• Objective
In the records below, change every occurrence of "awning" to "canopy" and keep everything else the same. Leave the pictures out of your answer.

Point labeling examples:
__________________________________________________
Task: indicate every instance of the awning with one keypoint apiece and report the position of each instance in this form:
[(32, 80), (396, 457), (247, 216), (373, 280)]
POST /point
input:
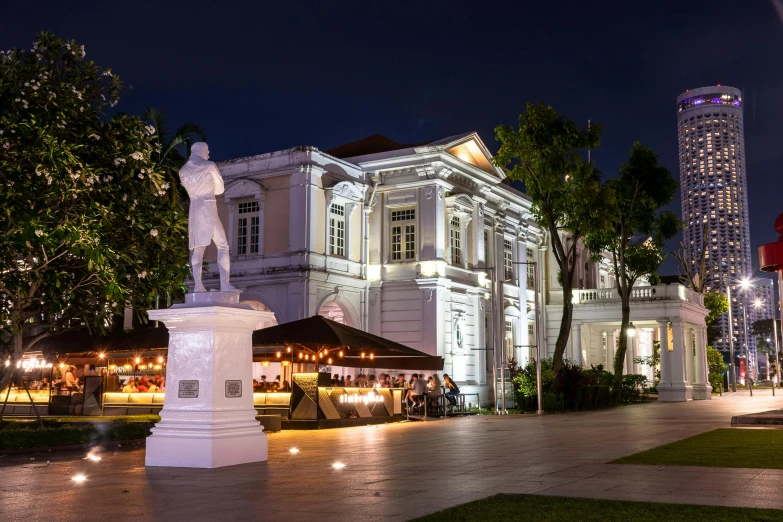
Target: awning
[(359, 349)]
__________________________________________________
• Answer in full
Task: indicate every instance of the canopy with one keypoint apiece and report the position of each instance in this form:
[(32, 80), (396, 457), (247, 216), (373, 280)]
POST /point
input:
Target: canopy
[(359, 349)]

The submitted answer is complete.